» **Task to carry out**: Find the word "before" in the listing below. Copy every line that has it.
━━━━━ Exercise materials
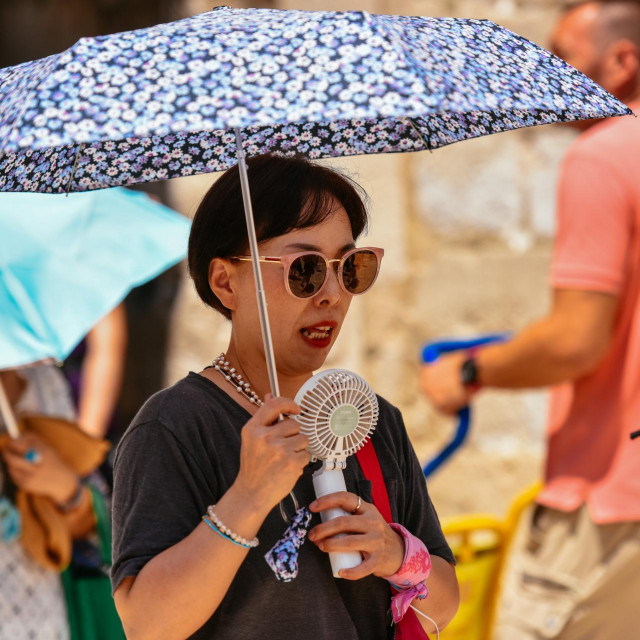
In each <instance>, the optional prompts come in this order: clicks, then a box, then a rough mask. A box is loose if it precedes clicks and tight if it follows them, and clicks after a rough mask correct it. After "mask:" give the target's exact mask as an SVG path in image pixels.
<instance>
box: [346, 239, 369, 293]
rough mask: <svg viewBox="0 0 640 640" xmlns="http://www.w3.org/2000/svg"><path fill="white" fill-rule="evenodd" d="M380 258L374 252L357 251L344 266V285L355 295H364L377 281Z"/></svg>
mask: <svg viewBox="0 0 640 640" xmlns="http://www.w3.org/2000/svg"><path fill="white" fill-rule="evenodd" d="M377 273H378V256H376V254H375V253H373V251H368V250H364V251H356V252H355V253H352V254H351V255H350V256H349V257H348V258H347V259H346V260H345V261H344V264H343V265H342V283H343V284H344V288H345V289H346V290H347V291H348V292H349V293H353V294H358V293H364V292H365V291H366V290H367V289H368V288H369V287H370V286H371V285H372V284H373V281H374V280H375V279H376V275H377Z"/></svg>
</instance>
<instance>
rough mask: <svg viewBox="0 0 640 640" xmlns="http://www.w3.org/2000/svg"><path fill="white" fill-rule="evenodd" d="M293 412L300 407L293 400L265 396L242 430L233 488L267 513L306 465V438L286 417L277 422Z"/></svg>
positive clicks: (281, 498)
mask: <svg viewBox="0 0 640 640" xmlns="http://www.w3.org/2000/svg"><path fill="white" fill-rule="evenodd" d="M297 413H300V407H299V406H298V405H297V404H295V402H293V400H289V399H287V398H273V397H271V395H270V394H267V396H266V398H265V403H264V404H263V405H262V407H260V408H259V409H258V411H256V413H255V414H254V415H253V417H252V418H251V420H249V421H248V422H247V423H246V424H245V425H244V427H243V429H242V446H241V449H240V471H239V473H238V477H237V478H236V481H235V483H234V487H235V488H236V489H239V490H241V491H242V492H243V493H245V494H246V495H247V497H250V498H251V499H253V500H255V501H256V502H257V503H260V504H263V505H265V506H268V508H269V510H270V509H271V508H272V507H273V506H274V505H276V504H277V503H278V502H280V500H282V499H283V498H284V497H285V496H286V495H287V494H288V493H289V492H290V491H291V490H292V489H293V487H294V485H295V484H296V482H297V480H298V478H299V477H300V476H301V475H302V471H303V469H304V468H305V466H306V465H307V464H308V462H309V454H308V453H307V451H305V449H306V447H307V445H308V444H309V439H308V438H307V436H305V435H303V434H301V433H300V425H299V424H298V423H297V422H296V421H295V420H291V419H288V418H287V419H285V420H283V421H282V422H277V420H278V418H279V417H280V415H283V414H297Z"/></svg>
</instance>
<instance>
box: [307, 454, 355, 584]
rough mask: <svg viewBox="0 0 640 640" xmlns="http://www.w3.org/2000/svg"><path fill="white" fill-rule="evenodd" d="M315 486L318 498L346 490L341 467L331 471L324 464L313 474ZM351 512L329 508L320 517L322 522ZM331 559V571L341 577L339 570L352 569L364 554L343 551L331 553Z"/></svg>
mask: <svg viewBox="0 0 640 640" xmlns="http://www.w3.org/2000/svg"><path fill="white" fill-rule="evenodd" d="M313 488H314V489H315V492H316V498H321V497H322V496H326V495H327V494H329V493H336V492H337V491H346V490H347V485H346V484H345V482H344V475H343V473H342V471H341V470H340V469H333V470H331V471H329V470H327V469H325V467H324V466H323V467H322V468H320V469H319V470H318V471H316V472H315V473H314V474H313ZM348 515H349V514H348V513H347V512H346V511H344V510H343V509H339V508H336V509H327V510H326V511H321V512H320V518H321V519H322V522H327V521H328V520H333V519H334V518H338V517H340V516H348ZM344 535H345V534H343V533H341V534H338V535H337V536H336V538H342V537H343V536H344ZM329 560H330V562H331V572H332V573H333V577H334V578H339V577H340V576H339V575H338V572H339V571H340V569H352V568H353V567H357V566H358V565H359V564H360V563H361V562H362V556H361V555H360V553H359V552H358V551H341V552H333V553H329Z"/></svg>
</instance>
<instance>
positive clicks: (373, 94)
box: [0, 7, 630, 193]
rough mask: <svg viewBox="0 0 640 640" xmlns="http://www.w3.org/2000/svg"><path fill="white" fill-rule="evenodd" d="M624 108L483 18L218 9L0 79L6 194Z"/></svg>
mask: <svg viewBox="0 0 640 640" xmlns="http://www.w3.org/2000/svg"><path fill="white" fill-rule="evenodd" d="M626 113H630V111H629V110H628V109H627V107H625V106H624V105H623V104H622V103H620V102H619V101H618V100H616V99H615V98H613V97H612V96H611V95H609V94H608V93H607V92H606V91H604V90H603V89H602V88H601V87H600V86H598V85H597V84H595V83H594V82H592V81H591V80H589V79H588V78H586V77H585V76H584V75H582V74H581V73H579V72H578V71H576V70H575V69H574V68H573V67H571V66H569V65H567V64H566V63H564V62H563V61H562V60H560V59H559V58H557V57H555V56H553V55H552V54H551V53H549V52H548V51H546V50H544V49H542V48H540V47H538V46H537V45H535V44H533V43H531V42H529V41H527V40H526V39H524V38H522V37H520V36H518V35H516V34H514V33H512V32H510V31H508V30H506V29H504V28H502V27H500V26H498V25H496V24H494V23H492V22H489V21H487V20H462V19H450V18H418V17H406V16H386V15H369V14H367V13H364V12H309V11H279V10H271V9H230V8H227V7H222V8H220V9H218V10H214V11H211V12H208V13H204V14H201V15H197V16H194V17H192V18H187V19H185V20H180V21H177V22H172V23H169V24H161V25H157V26H154V27H151V28H148V29H140V30H137V31H131V32H125V33H119V34H114V35H109V36H103V37H96V38H83V39H82V40H80V41H79V42H78V43H77V44H75V45H74V46H73V47H71V48H70V49H68V50H67V51H65V52H63V53H61V54H58V55H54V56H50V57H48V58H44V59H41V60H36V61H33V62H28V63H25V64H22V65H19V66H16V67H11V68H8V69H4V70H2V71H0V141H1V142H0V190H6V191H41V192H54V193H57V192H67V191H85V190H91V189H99V188H103V187H109V186H115V185H126V184H131V183H135V182H142V181H151V180H161V179H166V178H173V177H178V176H184V175H191V174H196V173H203V172H210V171H220V170H223V169H226V168H228V167H230V166H231V165H233V164H235V162H236V138H235V135H234V133H235V130H236V129H240V130H242V138H243V144H244V147H245V150H246V151H247V153H249V154H250V155H255V154H258V153H263V152H269V151H271V152H274V151H277V152H284V153H293V152H299V153H304V154H306V155H308V156H309V157H311V158H323V157H333V156H345V155H354V154H368V153H387V152H397V151H419V150H423V149H435V148H437V147H441V146H444V145H447V144H450V143H452V142H457V141H460V140H465V139H468V138H473V137H477V136H482V135H487V134H491V133H496V132H499V131H505V130H509V129H516V128H519V127H527V126H533V125H538V124H547V123H551V122H558V121H565V120H579V119H586V118H602V117H607V116H613V115H623V114H626Z"/></svg>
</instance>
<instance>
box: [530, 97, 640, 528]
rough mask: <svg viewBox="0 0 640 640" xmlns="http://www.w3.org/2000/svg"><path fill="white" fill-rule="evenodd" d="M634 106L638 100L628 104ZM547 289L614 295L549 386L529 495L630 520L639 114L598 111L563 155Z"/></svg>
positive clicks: (634, 472)
mask: <svg viewBox="0 0 640 640" xmlns="http://www.w3.org/2000/svg"><path fill="white" fill-rule="evenodd" d="M630 106H631V108H632V109H635V111H636V112H640V103H637V104H632V105H630ZM551 282H552V286H553V287H554V288H556V289H578V290H582V291H601V292H605V293H610V294H613V295H615V296H617V297H618V298H619V308H618V312H617V317H616V320H615V327H614V332H613V336H612V339H611V343H610V346H609V349H608V351H607V353H606V355H605V357H604V358H603V359H602V361H601V362H600V363H599V364H598V366H597V367H596V369H595V370H593V371H592V372H591V373H589V374H588V375H586V376H584V377H583V378H580V379H579V380H576V381H574V382H573V383H571V384H566V385H563V386H561V387H558V388H556V389H554V391H553V393H552V398H551V407H550V420H549V430H548V456H547V469H546V486H545V489H544V490H543V491H542V493H541V494H540V496H539V498H538V500H539V502H540V503H541V504H544V505H546V506H549V507H552V508H555V509H561V510H563V511H572V510H574V509H577V508H578V507H579V506H581V505H582V504H584V503H585V502H586V503H587V505H588V508H589V512H590V514H591V516H592V518H593V520H594V521H595V522H597V523H610V522H621V521H630V520H633V521H639V520H640V440H638V439H637V440H631V439H630V437H629V435H630V433H631V432H632V431H635V430H637V429H639V428H640V119H639V118H635V117H633V116H624V117H619V118H612V119H609V120H605V121H603V122H601V123H599V124H597V125H595V126H593V127H591V128H590V129H589V130H587V131H586V132H585V133H583V134H582V135H581V136H580V137H579V138H578V139H577V140H576V141H575V142H574V144H573V145H572V146H571V148H570V149H569V152H568V153H567V156H566V158H565V160H564V163H563V167H562V171H561V176H560V182H559V188H558V232H557V239H556V246H555V252H554V257H553V262H552V267H551Z"/></svg>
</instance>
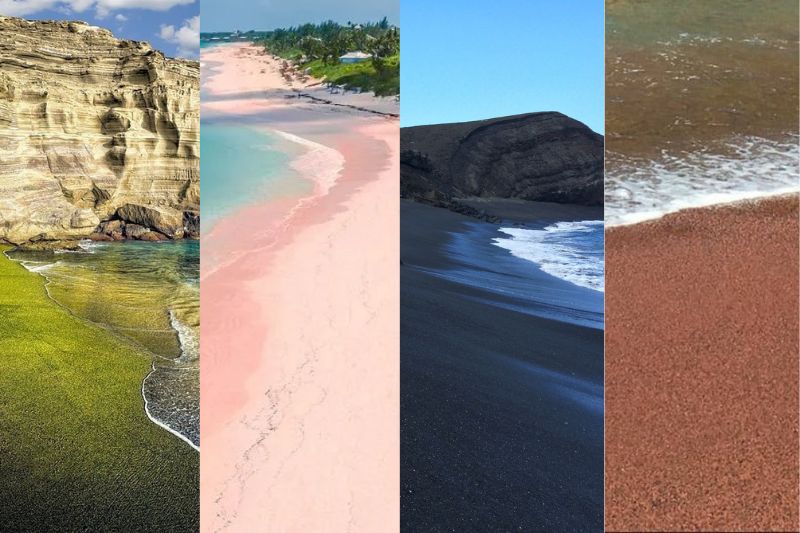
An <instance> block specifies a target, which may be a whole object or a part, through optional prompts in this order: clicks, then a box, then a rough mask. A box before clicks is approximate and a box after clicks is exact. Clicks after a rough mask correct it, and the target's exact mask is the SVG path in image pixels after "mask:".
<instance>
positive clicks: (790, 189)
mask: <svg viewBox="0 0 800 533" xmlns="http://www.w3.org/2000/svg"><path fill="white" fill-rule="evenodd" d="M732 196H734V198H733V199H730V200H722V201H718V200H717V201H712V202H710V203H704V204H698V205H692V206H688V207H683V208H680V209H676V210H674V211H666V212H663V213H658V214H652V215H650V214H649V213H643V214H642V215H641V216H642V217H644V218H638V217H637V218H636V219H635V220H631V221H630V222H618V223H614V224H609V223H608V222H607V221H606V222H605V229H606V231H607V232H608V231H610V230H614V229H615V228H626V227H631V226H638V225H642V224H651V223H658V222H659V221H661V220H664V219H666V218H669V217H672V216H675V215H679V214H681V213H686V212H692V211H703V210H708V211H713V210H715V209H727V208H736V207H747V206H749V205H755V204H759V203H761V202H769V201H771V200H775V199H781V198H793V197H794V198H797V197H800V186H798V187H796V188H791V189H785V190H784V189H781V190H777V191H770V192H759V191H754V192H752V193H749V192H746V193H740V194H739V195H732ZM736 196H738V197H736Z"/></svg>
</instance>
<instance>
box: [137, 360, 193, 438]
mask: <svg viewBox="0 0 800 533" xmlns="http://www.w3.org/2000/svg"><path fill="white" fill-rule="evenodd" d="M155 371H156V365H155V362H153V363H151V365H150V372H149V373H148V374H147V376H145V378H144V379H143V380H142V388H141V393H142V398H143V399H144V412H145V414H146V415H147V418H149V419H150V421H151V422H153V423H154V424H155V425H157V426H158V427H160V428H161V429H164V430H166V431H168V432H169V433H172V434H173V435H175V436H176V437H178V438H179V439H181V440H182V441H183V442H185V443H186V444H188V445H189V446H191V447H192V448H194V450H195V451H198V452H199V451H200V446H198V445H197V444H195V443H193V442H192V441H191V440H189V438H188V437H187V436H186V435H184V434H182V433H180V432H179V431H175V430H174V429H172V428H171V427H169V426H168V425H167V424H165V423H164V422H162V421H161V420H159V419H158V418H156V417H154V416H153V414H152V413H151V412H150V402H149V401H148V400H147V394H145V392H144V390H145V384H146V383H147V380H148V379H149V378H150V376H152V375H153V373H155Z"/></svg>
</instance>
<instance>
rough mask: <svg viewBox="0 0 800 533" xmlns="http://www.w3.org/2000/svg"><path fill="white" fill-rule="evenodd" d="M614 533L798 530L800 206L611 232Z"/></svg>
mask: <svg viewBox="0 0 800 533" xmlns="http://www.w3.org/2000/svg"><path fill="white" fill-rule="evenodd" d="M606 273H607V274H606V287H607V293H606V294H607V296H606V352H605V376H606V381H605V385H606V419H605V431H606V456H605V463H606V477H605V487H606V515H605V524H606V530H607V531H797V530H798V528H800V519H799V518H798V504H799V503H800V500H799V499H798V486H800V479H799V474H798V459H799V457H798V408H799V407H800V406H799V405H798V364H799V363H800V361H799V358H800V355H798V348H799V346H798V200H797V197H796V196H789V197H781V198H772V199H767V200H762V201H759V202H749V203H741V204H735V205H728V206H722V207H714V208H707V209H697V210H687V211H682V212H678V213H675V214H671V215H667V216H666V217H664V218H662V219H659V220H657V221H654V222H649V223H643V224H638V225H633V226H623V227H615V228H611V229H608V230H607V232H606Z"/></svg>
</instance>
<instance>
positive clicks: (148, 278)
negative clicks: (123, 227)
mask: <svg viewBox="0 0 800 533" xmlns="http://www.w3.org/2000/svg"><path fill="white" fill-rule="evenodd" d="M199 252H200V246H199V243H198V242H197V241H175V242H163V243H144V242H118V243H117V242H115V243H90V242H88V241H87V242H86V243H84V244H83V245H82V250H81V251H77V252H71V251H70V252H22V251H15V252H13V253H11V254H9V255H10V256H11V257H12V259H15V260H18V261H21V262H22V264H23V265H24V266H25V267H26V268H28V269H29V270H31V271H33V272H37V273H39V274H41V275H42V276H44V277H45V278H46V279H47V291H48V293H49V294H50V296H51V298H53V299H54V300H55V301H56V302H57V303H59V304H61V305H63V306H64V307H65V308H67V309H68V310H69V311H70V312H72V313H73V314H75V315H76V316H78V317H80V318H83V319H85V320H88V321H91V322H93V323H95V324H98V325H100V326H102V327H105V328H107V329H109V330H111V331H112V332H113V333H115V334H117V335H119V336H120V337H123V338H124V339H127V340H128V341H130V342H132V343H134V344H136V345H137V346H139V347H140V348H141V349H143V350H146V351H147V352H148V353H150V354H151V355H152V357H153V365H154V371H153V372H152V373H151V374H150V375H149V376H148V377H147V378H146V379H145V380H144V383H143V394H144V397H145V399H146V400H147V404H148V412H149V415H150V416H151V417H153V418H154V419H156V420H157V421H159V422H160V423H162V424H164V425H165V426H167V427H168V428H169V429H171V430H172V431H174V432H177V433H179V434H181V435H182V436H184V437H185V438H186V439H188V440H190V441H191V442H192V443H193V444H194V445H195V446H197V445H199V439H200V433H199V350H198V348H199V346H198V345H199V341H198V339H199V326H200V310H199V260H200V254H199ZM110 356H113V355H111V354H110Z"/></svg>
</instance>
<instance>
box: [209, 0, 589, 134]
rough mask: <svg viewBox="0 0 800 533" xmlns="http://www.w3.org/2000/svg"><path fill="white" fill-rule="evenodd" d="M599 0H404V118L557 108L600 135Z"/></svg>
mask: <svg viewBox="0 0 800 533" xmlns="http://www.w3.org/2000/svg"><path fill="white" fill-rule="evenodd" d="M204 1H205V0H204ZM603 3H604V2H603V0H493V1H488V0H487V1H479V0H458V1H457V0H436V1H433V0H402V6H401V18H400V28H401V44H400V54H401V55H400V57H401V62H400V91H401V103H400V123H401V125H402V126H415V125H419V124H438V123H445V122H464V121H469V120H477V119H482V118H492V117H499V116H506V115H514V114H518V113H528V112H533V111H560V112H562V113H564V114H566V115H569V116H571V117H572V118H575V119H577V120H580V121H581V122H583V123H585V124H586V125H587V126H589V127H590V128H592V129H593V130H595V131H597V132H598V133H603V131H604V130H603V122H604V121H603V116H604V108H603V102H604V93H603V90H604V80H603V57H604V54H603V47H604V41H603V34H604V21H603ZM203 5H204V6H205V3H204V4H203Z"/></svg>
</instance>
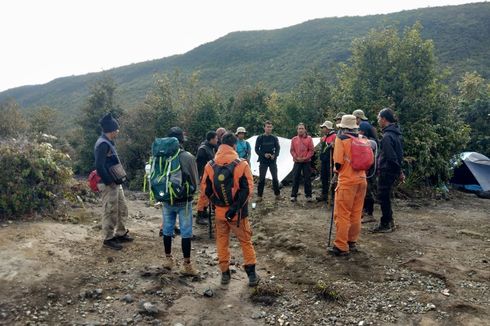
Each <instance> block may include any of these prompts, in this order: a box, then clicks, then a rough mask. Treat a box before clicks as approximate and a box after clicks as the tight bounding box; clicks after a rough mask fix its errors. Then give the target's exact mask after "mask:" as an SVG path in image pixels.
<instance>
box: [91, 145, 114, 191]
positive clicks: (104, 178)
mask: <svg viewBox="0 0 490 326" xmlns="http://www.w3.org/2000/svg"><path fill="white" fill-rule="evenodd" d="M94 156H95V169H96V170H97V174H98V175H99V176H100V178H101V179H102V182H103V183H104V184H105V185H110V184H113V183H114V178H113V177H112V176H111V174H110V173H109V168H110V167H111V166H114V165H116V164H118V163H119V162H120V160H119V157H118V156H117V152H116V148H115V145H114V142H113V141H111V140H109V138H107V137H106V135H101V136H100V137H99V139H98V140H97V142H96V143H95V146H94Z"/></svg>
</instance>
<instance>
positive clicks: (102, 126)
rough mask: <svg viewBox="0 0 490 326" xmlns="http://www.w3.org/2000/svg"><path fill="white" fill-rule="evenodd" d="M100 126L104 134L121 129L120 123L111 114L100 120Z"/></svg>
mask: <svg viewBox="0 0 490 326" xmlns="http://www.w3.org/2000/svg"><path fill="white" fill-rule="evenodd" d="M100 126H101V127H102V131H103V132H104V133H109V132H113V131H116V130H118V129H119V123H117V120H116V119H114V118H113V117H112V114H111V113H107V114H106V115H105V116H104V117H103V118H102V119H100Z"/></svg>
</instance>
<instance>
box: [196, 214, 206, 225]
mask: <svg viewBox="0 0 490 326" xmlns="http://www.w3.org/2000/svg"><path fill="white" fill-rule="evenodd" d="M196 223H197V224H199V225H208V218H207V216H206V214H205V213H204V212H197V216H196Z"/></svg>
━━━━━━━━━━
» **Answer space**:
An <instance> block specifies a target, which may be a whole object or a part, through optional prompts in this order: clicks, then a box, then a rough mask. A box before clicks is approximate and a box after clicks is exact. Clicks after a rough mask correct it, and the target's exact mask is the SVG path in image pixels after "mask:".
Each <instance> block may include any of these prompts, in this order: a box, then clicks, then a rough mask. Treat a box before clicks as approximate and a box after clicks as the tight bounding box; clicks after a rough mask fix its errors. Then give the target's exact mask after "mask:" as an SVG path in image pixels.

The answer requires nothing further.